Dernièrement, je lisais un article d'une journaliste féministe qui s'insurgeait devant le fait que, en français, en 2017, le masculin l'emporte toujours sur le féminin.
Par exemple, si je parle de Luc, Isa et moi, je dois dire "des auteurs québécois", au masculin.
Y'en a que ça gène. Qui trouvent que, dans cette situation, on devrait soit représenter tout le monde : "des auteur(e)s québécois(e)s" ou "des auteur.e.s québécois.e.s", soit représenter le groupe majoritaire : "des auteures québécoises".
Personnellement, j'ai toujours vu cette règle de grammaire comme une simple convention et non comme une attaque machiste. D'accord, la convention a été décidée par des hommes à une époque où le patriarcat régnait en maître et oui, le français porte des traces de cette époque, mais bon... (Je ne dirai pas "ça fait partie de son charme", mais je vais le penser, parce que, hé, je suis historienne ;)
Un moment donné, la langue est un ensemble de conventions ayant pour but de communiquer des idées entre personnes. En l'absence de genre réellement neutre en français, on a décidé que le masculin en jouerait le rôle et depuis, on fait avec. (Soit dit en passant, la plupart des langues anciennes avaient un genre neutre, mais à peu près tous les peuples l'ont éliminé avec le temps, parce que franchement apprendre trois accords possibles pour tout, c'est chiant!)
Cela dit, un mouvement féministe revendique l'abandon de cette règle voulant que le masculin l'emporte. Le masculin, dit-on, n'est pas neutre (et je ne m'en rends pas compte parce que je suis une pauvre victime du machisme, paternalisme et autres-ismes qui imprègnent notre société).
Bon, à la limite, si c'est le consensus actuel, je veux bien l'adopter et, même, en faire la promotion dans mes romans.
Sauf que... si le masculin ne l'emporte plus, on fait quoi? On met des syntaxes pointées partout? (styles auteur.e.s) Ça va pas être le fun à lire! (Ni à écrire!) On fait l'exercice mathématique de découvrir le genre dominant à chaque fois qu'on parle d'un groupe? Et si jamais y'a deux gars, deux filles? Ou, problème encore plus épineux, deux gars, deux filles et une "personne ne s'identifiant pas au système binaire de représentation des genres"?
Parce que oui, ça existe ça aussi, mais on ne semble pas avoir encore prévu de nom pour les représenter (queer ne fait pas consensus). Parce que c'est réducteur, paraît-il, de donner un nom pratique à un groupe, de réduire les personnes qui le composent à une seule de leur caractéristique. C'est ainsi que, en 2017, on ne doit plus parler d'aveugle, de sourds, d'autiste, d'handicapé, d'homosexuels, mais bien de personne non voyante, de personne malentendante, de personne autiste, de personne vivant avec un handicap, de personne homosexuelle...

_Lignes de données_:

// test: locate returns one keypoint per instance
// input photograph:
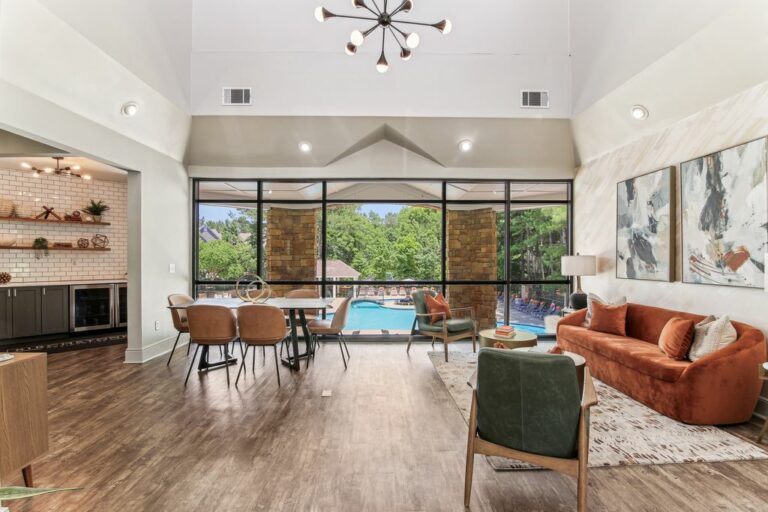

_Travail demandé_: Modifiez le passage du texte fourni qui va de « Un moment donné, la » à « tout, c'est chiant!) » en y remplaçant « conventions » par « règles ».

_Résultat complet_:
Un moment donné, la langue est un ensemble de règles ayant pour but de communiquer des idées entre personnes. En l'absence de genre réellement neutre en français, on a décidé que le masculin en jouerait le rôle et depuis, on fait avec. (Soit dit en passant, la plupart des langues anciennes avaient un genre neutre, mais à peu près tous les peuples l'ont éliminé avec le temps, parce que franchement apprendre trois accords possibles pour tout, c'est chiant!)